▶ **Task instructions**: Pick up the opinion piece on India's need for a home-built Navy after its final sentence and keep writing it.

Sunday, December 4, 2011

India needs a home-built Navy

December 3, 2011
By Arun Kumar Singh, Deccan Chronicle.
The Indian Navy, which celebrates Navy Day today and Submarine Day on December 8, and will be holding a grand President’s review of the fleet in Mumbai on December 20, would look back with some justifiable pride on its recent achievements, including the unglamorous task of coastal security and anti-piracy operations, while simultaneously proudly displaying the tricolour in its overseas deployments.

However, the Indian Navy’s traditional record on indigenous force augmentation needs “help” from the government given the emerging challenges from piracy, terrorism, a growing Pakistani submarine capability and Chinese sea power.

It takes about 15 years from the time a request for proposal (RFP) is sent to competing vendors till the time the ship, submarine or aircraft becomes available — there’s the protracted process of evaluation, contract signing and commencement of work. During this period, the strength of the Navy continues to get depleted (obsolete warships and submarines are phased out) while threats continue to multiply.

For example, by 2025, Pakistan would have imported from China six more submarines, four frigates and unmanned aerial vehicles, while the Chinese Navy would have inducted a huge blue-water capability which could be deployed against India (12 conventional submarines (SSKs), 12 SSNs, six SSBNs, three aircraft carriers, a dozen frigates or destroyers, a 3,000-km-range, shore-based anti-aircraft carrier missile (DF-21D) and six large amphibious warfare ships).

▶ **Material**:
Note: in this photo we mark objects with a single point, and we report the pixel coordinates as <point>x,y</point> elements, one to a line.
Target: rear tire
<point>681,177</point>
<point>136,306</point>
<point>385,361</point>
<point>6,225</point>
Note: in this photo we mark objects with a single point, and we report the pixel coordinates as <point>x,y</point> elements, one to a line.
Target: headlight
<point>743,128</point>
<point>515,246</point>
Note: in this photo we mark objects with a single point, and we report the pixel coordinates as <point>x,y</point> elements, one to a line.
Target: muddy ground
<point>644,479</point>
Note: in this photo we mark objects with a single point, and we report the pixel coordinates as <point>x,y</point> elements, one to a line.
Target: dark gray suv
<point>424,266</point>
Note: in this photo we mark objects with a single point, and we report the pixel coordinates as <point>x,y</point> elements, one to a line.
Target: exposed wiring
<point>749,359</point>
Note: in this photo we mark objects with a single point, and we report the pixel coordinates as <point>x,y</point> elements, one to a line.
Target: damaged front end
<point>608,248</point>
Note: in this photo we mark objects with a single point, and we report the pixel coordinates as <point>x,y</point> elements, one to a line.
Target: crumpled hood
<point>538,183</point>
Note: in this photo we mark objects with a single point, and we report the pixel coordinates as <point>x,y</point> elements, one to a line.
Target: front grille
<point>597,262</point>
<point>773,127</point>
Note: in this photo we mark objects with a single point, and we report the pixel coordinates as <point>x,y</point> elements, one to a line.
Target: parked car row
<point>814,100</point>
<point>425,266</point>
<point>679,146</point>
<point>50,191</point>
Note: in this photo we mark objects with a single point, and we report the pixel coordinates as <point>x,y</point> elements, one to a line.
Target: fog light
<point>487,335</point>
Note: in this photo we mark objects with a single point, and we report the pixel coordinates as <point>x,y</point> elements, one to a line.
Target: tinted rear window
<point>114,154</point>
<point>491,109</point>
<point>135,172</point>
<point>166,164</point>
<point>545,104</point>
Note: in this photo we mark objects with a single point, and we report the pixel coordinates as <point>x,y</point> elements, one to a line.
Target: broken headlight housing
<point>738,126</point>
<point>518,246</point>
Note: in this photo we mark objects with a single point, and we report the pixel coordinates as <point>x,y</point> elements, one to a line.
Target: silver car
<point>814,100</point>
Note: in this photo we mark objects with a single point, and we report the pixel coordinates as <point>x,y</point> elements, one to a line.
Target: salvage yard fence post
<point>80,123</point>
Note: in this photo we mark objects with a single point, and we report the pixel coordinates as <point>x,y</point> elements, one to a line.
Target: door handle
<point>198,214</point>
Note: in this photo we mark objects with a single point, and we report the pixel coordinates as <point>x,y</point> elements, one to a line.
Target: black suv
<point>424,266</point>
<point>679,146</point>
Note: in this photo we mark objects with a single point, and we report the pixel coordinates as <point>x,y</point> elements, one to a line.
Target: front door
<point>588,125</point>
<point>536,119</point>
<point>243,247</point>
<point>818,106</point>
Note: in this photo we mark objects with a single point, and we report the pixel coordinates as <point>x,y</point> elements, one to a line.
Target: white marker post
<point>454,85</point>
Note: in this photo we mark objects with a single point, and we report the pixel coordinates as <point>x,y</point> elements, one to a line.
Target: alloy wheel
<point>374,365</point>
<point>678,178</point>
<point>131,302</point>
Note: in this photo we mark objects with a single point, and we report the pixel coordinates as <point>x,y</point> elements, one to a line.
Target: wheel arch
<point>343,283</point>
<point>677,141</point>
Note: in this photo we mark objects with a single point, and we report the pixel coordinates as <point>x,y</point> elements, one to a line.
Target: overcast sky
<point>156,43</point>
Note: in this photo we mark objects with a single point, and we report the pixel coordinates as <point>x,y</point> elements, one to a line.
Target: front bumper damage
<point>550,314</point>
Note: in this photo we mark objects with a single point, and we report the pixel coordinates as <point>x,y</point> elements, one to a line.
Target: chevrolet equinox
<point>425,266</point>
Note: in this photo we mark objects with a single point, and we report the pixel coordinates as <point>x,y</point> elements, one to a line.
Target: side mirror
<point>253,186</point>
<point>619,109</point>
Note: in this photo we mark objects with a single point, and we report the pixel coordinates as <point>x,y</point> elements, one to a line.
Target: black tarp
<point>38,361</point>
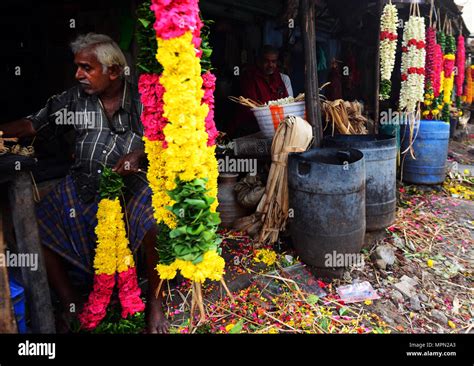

▶ **Exercise output**:
Hence, if timely action is not taken, India will be at a serious disadvantage within a decade, and the Indian Navy may not be able to protect our seaborne trade in the Asia-Pacific, the Indian Ocean regions, or ONGC’s planned oil exploration in the South China Sea.

Since imported platforms are expensive and make us dependent on imported spare parts, India needs a home-built Navy, which can protect India’s seas and borders while providing the nation with strategic second-stike capability. Unfortunately, the Navy is not yet equipped to carry out all its tasks.

The Indian Navy has placed fresh orders for the indigenous construction of two cadet-training ships, five offshore patrol vessels (OPVs), eight Landing Craft Utility, 80 fast interceptor craft (FICs to be imported from Sri Lanka) and 15 FIC (to be imported from France).

The FICs are small high-speed boats for harbour and offshore oil rig and counter-terror patrols, meant for use by the newly created Sagar Prahari Bal, post-26/11, and hence have no relevance to any traditional naval blue- or green-water operations.

A contract to import two and indigenously built six South Korean-origin minesweepers may also be signed soon. RFP for indigenous construction of four 20,000-tonne amphibious warships has been issued, and the construction may commence by 2015.

Though some 49 ships and submarines are under construction (45 in India and four abroad), many important projects are still gathering dust, either at the naval headquarters or the ministry of defence. These include proposals for six indigenous SSKs under Project 75 (I), a dozen OPVs, seven frigates and four destroyers.

Awaiting approval is a proposal for the indigenous construction of one 65,000-tonne aircraft carrier.

The six Project 75 (I) SSKs are crucial as they provide critical tactical submarine capability at sea to attack enemy ships and submarines. The tactical SSKs (and SSNs) must not be confused with the strategic SSBNs (or ballistic missile submarines), like the indigenous Arihant class, which are essentially second-strike platforms and play no tactical role in a conventional war. To clarify, India urgently needs indigenous SSKs, SSNs and SSBNs.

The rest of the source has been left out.